TASKS FOR THIS EXERCISE
1 > In the scene text detection passage, what is done with a word region that has no core text region pixels?
2 > State whether each statement agrees with the scene text detection passage, answering yes or no and quoting the words that decide it: (a) Example 17 builds on the method of Example 16. (b) Example 14 splits connected words based on the background region alone. (c) Example 18 trains the network with online hard examples mining training samples.
3 > Please reproduce part of the scene text detection passage word for word, beginning at the words "Example 15 may" and stopping after the words "dense features portion.".

DOCUMENT PASSAGE
========================================================================
Example 14 may include the method of Example 13, further comprising splitting connected words into one or more word regions based on the identified core text region and supportive text region.

Example 15 may include the method of Example 13, further comprising removing a word region in response to a lack of core text region pixels in the word region.

Example 16 may include the method of Example 13, further comprising training the scene text detection network with a plurality of image training samples, the scene text detection network including a dense features portion, a reverse connections portion communicatively coupled to the dense features portion, and a stage losses portion communicatively coupled to the reverse connections portion.

Example 17 may include the method of Example 16, further comprising supporting large receptive field features for the dense features portion.

Example 18 may include the method of any of Examples 16 to 17, further comprising training the scene text detection network with a plurality of online hard examples mining training samples.

Example 19 may include at least one computer readable medium, comprising a set of instructions, which when executed by a computing device, cause the computing device to apply a trained scene text detection network to an image to identify a core text region, a supportive text region, and a background region of the image, and detect text in the image based on the identified core text region and supportive text region.
========================================================================
DATASET CONTENT
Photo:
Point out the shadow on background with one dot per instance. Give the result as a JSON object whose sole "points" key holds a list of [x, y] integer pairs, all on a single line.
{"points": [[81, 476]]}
========================================================================
REPLIES
1 > The word region is removed.

2 >
(a) Yes: "Example 17 may include the method of Example 16"
(b) No: "based on the identified core text region and supportive text region"
(c) Yes: "training the scene text detection network with a plurality of online hard examples mining training samples"

3 >
Example 15 may include the method of Example 13, further comprising removing a word region in response to a lack of core text region pixels in the word region.

Example 16 may include the method of Example 13, further comprising training the scene text detection network with a plurality of image training samples, the scene text detection network including a dense features portion, a reverse connections portion communicatively coupled to the dense features portion, and a stage losses portion communicatively coupled to the reverse connections portion.

Example 17 may include the method of Example 16, further comprising supporting large receptive field features for the dense features portion.